= What needs to be done =
How many lines in the data below contain the string "beach"? Case counts, so match capitalization exactly, and reply with only the number.

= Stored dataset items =

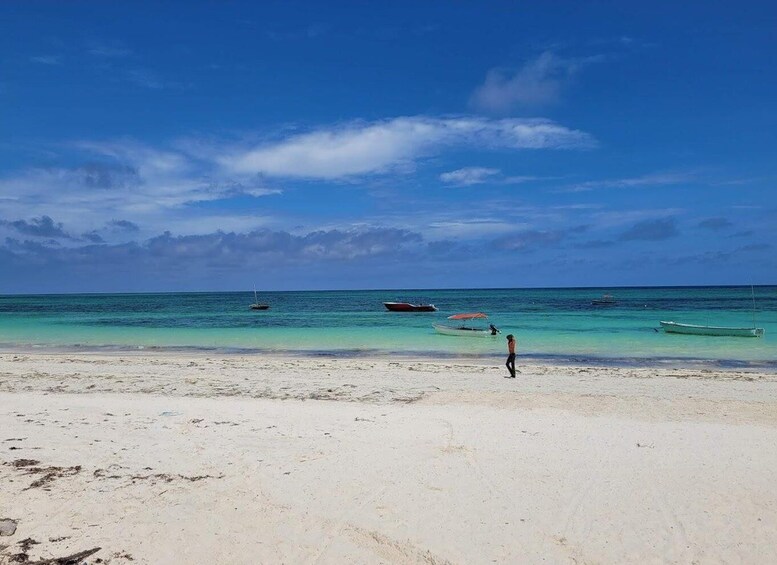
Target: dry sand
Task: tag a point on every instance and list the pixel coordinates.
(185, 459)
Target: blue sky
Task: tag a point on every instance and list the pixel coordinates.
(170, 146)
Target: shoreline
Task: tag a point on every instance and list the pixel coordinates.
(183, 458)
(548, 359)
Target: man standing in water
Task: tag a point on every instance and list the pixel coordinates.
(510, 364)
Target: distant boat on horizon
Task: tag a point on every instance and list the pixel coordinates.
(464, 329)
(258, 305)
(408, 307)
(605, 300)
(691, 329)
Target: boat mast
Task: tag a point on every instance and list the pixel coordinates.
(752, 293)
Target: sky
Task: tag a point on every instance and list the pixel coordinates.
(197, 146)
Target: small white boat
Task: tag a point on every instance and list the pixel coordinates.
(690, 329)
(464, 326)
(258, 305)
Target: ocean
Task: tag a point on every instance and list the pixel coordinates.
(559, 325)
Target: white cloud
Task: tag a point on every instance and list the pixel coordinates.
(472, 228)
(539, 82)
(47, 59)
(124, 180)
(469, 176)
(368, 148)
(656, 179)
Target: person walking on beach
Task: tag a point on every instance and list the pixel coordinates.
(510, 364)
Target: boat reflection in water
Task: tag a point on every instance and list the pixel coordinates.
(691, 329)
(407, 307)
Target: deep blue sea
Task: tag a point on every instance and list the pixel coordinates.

...

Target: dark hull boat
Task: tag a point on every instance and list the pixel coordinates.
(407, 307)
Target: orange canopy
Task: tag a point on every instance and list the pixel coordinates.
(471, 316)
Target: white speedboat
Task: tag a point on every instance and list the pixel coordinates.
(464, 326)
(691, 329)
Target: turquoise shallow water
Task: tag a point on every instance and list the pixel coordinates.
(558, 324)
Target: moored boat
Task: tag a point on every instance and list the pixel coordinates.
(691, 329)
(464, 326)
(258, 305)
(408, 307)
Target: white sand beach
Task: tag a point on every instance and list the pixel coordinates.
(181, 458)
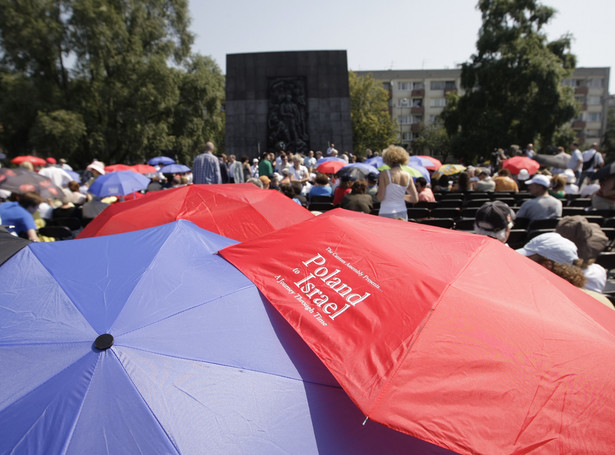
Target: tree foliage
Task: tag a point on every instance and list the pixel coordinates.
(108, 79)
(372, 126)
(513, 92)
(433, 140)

* * *

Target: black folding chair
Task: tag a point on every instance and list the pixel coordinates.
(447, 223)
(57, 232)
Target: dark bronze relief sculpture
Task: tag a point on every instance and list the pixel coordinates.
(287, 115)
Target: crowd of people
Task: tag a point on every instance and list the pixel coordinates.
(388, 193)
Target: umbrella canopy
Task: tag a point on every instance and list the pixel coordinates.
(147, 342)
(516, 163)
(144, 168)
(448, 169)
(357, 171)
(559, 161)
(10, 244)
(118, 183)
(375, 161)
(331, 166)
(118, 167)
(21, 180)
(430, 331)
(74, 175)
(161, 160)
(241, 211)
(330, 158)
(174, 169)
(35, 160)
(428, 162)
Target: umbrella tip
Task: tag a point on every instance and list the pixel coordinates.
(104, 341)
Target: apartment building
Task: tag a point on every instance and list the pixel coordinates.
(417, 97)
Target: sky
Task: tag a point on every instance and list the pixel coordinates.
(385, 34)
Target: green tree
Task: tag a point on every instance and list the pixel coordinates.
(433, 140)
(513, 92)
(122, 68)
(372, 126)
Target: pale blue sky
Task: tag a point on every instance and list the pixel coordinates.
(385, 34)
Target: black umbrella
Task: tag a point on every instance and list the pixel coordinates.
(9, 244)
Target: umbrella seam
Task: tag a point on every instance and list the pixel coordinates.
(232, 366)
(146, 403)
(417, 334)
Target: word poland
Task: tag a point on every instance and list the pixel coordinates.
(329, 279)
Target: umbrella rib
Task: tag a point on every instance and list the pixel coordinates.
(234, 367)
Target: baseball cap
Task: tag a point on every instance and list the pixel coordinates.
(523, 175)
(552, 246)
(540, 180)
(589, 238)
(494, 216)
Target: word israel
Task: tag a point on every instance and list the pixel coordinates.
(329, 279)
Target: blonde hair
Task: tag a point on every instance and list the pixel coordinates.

= Right answer =
2